● **Request**
Which lines in the material below contain the word "deer"? Find them and copy each one in full.

● **Dataset records**
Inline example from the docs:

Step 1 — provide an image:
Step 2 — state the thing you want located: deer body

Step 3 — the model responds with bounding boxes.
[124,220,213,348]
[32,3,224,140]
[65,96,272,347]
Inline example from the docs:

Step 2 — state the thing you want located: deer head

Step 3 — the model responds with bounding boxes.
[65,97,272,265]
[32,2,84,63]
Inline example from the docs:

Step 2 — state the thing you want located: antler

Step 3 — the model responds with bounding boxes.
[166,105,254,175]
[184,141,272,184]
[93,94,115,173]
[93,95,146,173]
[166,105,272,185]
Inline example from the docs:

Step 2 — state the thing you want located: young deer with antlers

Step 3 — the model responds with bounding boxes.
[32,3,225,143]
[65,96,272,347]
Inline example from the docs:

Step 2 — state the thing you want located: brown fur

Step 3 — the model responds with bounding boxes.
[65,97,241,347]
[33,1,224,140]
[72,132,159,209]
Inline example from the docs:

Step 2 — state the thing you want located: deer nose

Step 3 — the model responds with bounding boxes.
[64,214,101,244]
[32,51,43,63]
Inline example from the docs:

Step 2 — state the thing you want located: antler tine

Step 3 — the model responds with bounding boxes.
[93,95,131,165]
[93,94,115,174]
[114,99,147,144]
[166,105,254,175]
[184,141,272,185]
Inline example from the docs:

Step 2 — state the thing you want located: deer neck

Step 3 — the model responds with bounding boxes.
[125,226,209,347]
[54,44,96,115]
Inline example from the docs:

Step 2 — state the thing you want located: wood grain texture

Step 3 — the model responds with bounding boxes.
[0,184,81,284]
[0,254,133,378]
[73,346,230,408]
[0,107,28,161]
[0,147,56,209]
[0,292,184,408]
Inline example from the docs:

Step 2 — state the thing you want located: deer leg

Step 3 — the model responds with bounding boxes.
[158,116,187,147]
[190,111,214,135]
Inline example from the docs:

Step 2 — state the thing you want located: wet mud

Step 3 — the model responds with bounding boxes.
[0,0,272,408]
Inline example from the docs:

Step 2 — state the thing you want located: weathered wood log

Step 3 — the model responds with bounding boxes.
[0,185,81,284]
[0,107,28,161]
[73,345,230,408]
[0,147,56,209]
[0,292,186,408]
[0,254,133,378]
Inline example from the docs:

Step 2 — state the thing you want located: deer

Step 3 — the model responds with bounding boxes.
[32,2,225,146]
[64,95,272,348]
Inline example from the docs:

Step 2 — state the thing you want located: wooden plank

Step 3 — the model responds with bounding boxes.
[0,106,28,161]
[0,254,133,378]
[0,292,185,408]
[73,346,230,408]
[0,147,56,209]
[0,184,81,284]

● **Solution for this task**
Step 2 — state the thing you want located: deer body
Step 2 — state the thing you want located: deer head
Step 2 — state the thing you want located: young deer with antlers
Step 2 — state the thing you want located: deer nose
Step 2 — state the thing you want located: deer neck
Step 2 — state the thing you want located: deer leg
Step 2 — state the thing you want located: deer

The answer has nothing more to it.